*DATA*:
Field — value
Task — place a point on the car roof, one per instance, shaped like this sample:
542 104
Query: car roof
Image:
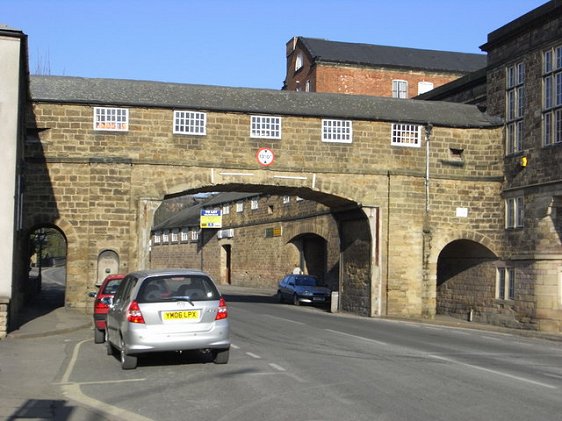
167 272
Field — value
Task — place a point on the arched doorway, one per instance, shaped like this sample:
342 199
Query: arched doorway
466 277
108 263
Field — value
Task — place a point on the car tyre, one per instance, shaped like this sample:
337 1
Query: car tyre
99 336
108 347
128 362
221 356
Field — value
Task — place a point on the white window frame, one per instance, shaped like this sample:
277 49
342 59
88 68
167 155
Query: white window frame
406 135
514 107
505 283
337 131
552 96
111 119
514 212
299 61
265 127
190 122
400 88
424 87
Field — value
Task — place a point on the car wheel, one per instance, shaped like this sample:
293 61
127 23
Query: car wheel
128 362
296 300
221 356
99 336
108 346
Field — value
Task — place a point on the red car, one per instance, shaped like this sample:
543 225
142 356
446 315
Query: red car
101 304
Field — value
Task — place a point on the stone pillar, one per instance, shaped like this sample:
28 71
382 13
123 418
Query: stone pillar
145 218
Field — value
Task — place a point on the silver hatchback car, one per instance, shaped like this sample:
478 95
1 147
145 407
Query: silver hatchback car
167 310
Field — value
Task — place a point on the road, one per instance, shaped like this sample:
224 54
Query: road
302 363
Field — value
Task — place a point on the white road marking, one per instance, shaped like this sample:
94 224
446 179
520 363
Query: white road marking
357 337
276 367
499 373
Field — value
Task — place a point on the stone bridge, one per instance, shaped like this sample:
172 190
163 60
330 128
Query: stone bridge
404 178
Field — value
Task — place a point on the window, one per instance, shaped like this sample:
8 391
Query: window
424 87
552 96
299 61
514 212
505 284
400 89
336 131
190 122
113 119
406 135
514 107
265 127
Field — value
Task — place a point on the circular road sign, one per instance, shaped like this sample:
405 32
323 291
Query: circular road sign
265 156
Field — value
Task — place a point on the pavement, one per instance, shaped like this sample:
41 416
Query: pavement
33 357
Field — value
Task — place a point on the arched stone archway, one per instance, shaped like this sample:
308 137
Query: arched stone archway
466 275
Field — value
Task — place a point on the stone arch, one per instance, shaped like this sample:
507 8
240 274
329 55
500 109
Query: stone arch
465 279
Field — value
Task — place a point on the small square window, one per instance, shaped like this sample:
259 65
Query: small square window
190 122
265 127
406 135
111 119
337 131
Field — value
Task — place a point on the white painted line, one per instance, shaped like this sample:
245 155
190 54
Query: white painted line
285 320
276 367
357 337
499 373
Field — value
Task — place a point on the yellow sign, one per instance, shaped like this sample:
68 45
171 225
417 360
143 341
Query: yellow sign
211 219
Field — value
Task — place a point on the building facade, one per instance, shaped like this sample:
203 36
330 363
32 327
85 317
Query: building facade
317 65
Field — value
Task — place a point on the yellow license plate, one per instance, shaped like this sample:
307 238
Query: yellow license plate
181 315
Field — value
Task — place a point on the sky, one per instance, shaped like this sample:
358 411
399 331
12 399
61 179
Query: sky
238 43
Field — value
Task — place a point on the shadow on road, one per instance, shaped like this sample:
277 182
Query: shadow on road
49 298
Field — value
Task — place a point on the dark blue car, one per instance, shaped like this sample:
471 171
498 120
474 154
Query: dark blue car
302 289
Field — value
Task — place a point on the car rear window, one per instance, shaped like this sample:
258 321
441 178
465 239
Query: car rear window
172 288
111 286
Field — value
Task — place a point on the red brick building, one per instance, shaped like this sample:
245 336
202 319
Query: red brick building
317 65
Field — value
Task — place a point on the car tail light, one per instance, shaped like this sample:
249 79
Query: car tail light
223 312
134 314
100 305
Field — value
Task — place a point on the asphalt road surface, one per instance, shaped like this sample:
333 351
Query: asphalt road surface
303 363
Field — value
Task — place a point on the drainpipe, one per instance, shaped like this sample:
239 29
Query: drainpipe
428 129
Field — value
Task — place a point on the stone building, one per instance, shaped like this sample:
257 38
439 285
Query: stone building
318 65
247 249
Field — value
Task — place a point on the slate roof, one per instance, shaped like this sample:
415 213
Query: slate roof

*WHAT THE TASK ASKS*:
Without the pictures, print the records in full, exactly as they appear.

*TASK OUTPUT*:
Field — value
Task — place a point on the car roof, one per instance, shaped like this sample:
542 104
Query: car roof
Image:
167 272
Field — value
Task — place a point on the arched doorway, one per instance, shaped like this sample:
342 199
Query: arched doorway
466 277
108 263
Field — value
Task — place a point on the car tyre, one per instance, shaped like this sample:
337 1
Query: car tyre
99 336
108 347
128 362
221 356
Field — value
Task — place a point on the white window frame, one per instance, shaped like this sample:
277 49
342 59
88 68
167 155
Query: white window frame
406 135
514 107
505 283
337 131
552 96
111 119
514 212
299 61
265 127
190 122
400 88
424 87
Field — value
Task — place a point on the car wheel, one per instance, shaped like this sample:
293 61
127 23
Query: car wheel
128 362
296 300
221 356
99 336
108 346
Field — value
Task — place a point on the red car, one per instance, shaped like this sample:
543 225
142 356
446 315
Query: red car
101 304
Field — value
Task — place a point on the stone pillar, one per instance, shaped like this sample:
28 71
382 13
123 418
Query: stone pillar
145 218
Field — value
Task — place a point on the silver hatchback car, one per instance, shaped like this sample:
478 95
1 147
145 407
Query: silver hatchback car
167 310
Field — value
Task — place a point on the road, one per instance, shaped like this sample:
224 54
Query: road
302 363
Field — value
Task — place a point on the white road marking, one per instance, shaped like this sample:
94 224
446 179
520 363
Query: white road marking
357 337
276 367
499 373
Field — value
Task — place a point on the stone bridge, one per instance, shaped like this sample:
172 190
163 60
330 128
Query: stone bridge
404 178
Field — value
Task — place a point on the window, one per instance, shaped like this sample:
8 391
Query: window
424 87
552 96
299 61
514 212
505 284
400 89
336 131
190 122
113 119
406 135
514 107
265 127
Field — value
Task — place a point on the circular road sign, one per instance, shaped like this sample:
405 32
323 291
Query: circular road sign
265 156
Field — value
Task — place a point on the pavement, one per instance, shaped like this sample:
41 416
Query: pavement
33 357
Field — value
Task — place a point on the arched stone archway, one per instance, shaped like this sample:
308 137
Query: arched stone archway
466 275
Field — value
Task — place a point on the stone arch, one per instance, shaped like this sample:
507 8
240 274
329 55
500 109
Query: stone arch
465 279
Field — value
Task — place a point on the small square window, one per instance, shaped like this sample:
259 65
Query: small square window
190 122
265 127
406 135
111 119
337 131
Field — value
Task — place a point on the white painted line, one per instance, shaped like this sample:
245 155
190 54
Query: white painted line
285 320
276 367
357 337
499 373
Field — value
Task — place a point on the yellow sign, one per instance, shaped like this sample:
68 45
171 225
417 360
143 341
Query: yellow sign
211 219
Field — value
Task — place a point on the building facade, one per instance, shaped like this sample:
203 36
330 363
32 327
85 317
Query: building facade
317 65
Field — value
Task — place a point on the yellow license plate, one per instance, shaped like this sample:
307 238
Query: yellow license plate
181 315
Field — value
Task — place a point on the sky, one per instance, shaped like this sample:
358 411
399 331
12 399
61 179
Query: sky
238 43
Field — value
Task — place a point on the shadow on road, one per instance, shaped like this sample:
277 182
Query: shadow on road
49 298
Field — value
Task — place a point on the dark blue car, one per instance, shaped like this sample:
471 171
498 120
474 154
Query: dark blue car
302 289
Field — value
Task — place a point on the car rear window, one per instance, shaped like this sample:
258 321
441 178
465 239
Query: car rear window
172 288
111 286
Field — value
Task — place a point on the red brick building, one per instance, shaped like this sample:
245 336
202 319
Query: red brick building
317 65
Field — value
Task — place a point on the car tail light, one per instance, shaped like this sample:
249 79
Query: car tail light
223 312
134 314
100 305
Field — value
Task — place a point on the asphalt road surface, one per instance, shaped like this sample:
333 351
Query: asphalt road surface
303 363
Field — value
Task — place a point on the drainpipe, one per instance, shaped like this sample:
239 29
Query: drainpipe
428 129
Field — value
Task — place a point on the stone building, one per instance, shaped like this sample:
257 38
439 285
Query: stone building
318 65
247 249
Field — value
Task — place a point on the slate roof, one per instance, shaped like this sample:
415 213
Query: slate roof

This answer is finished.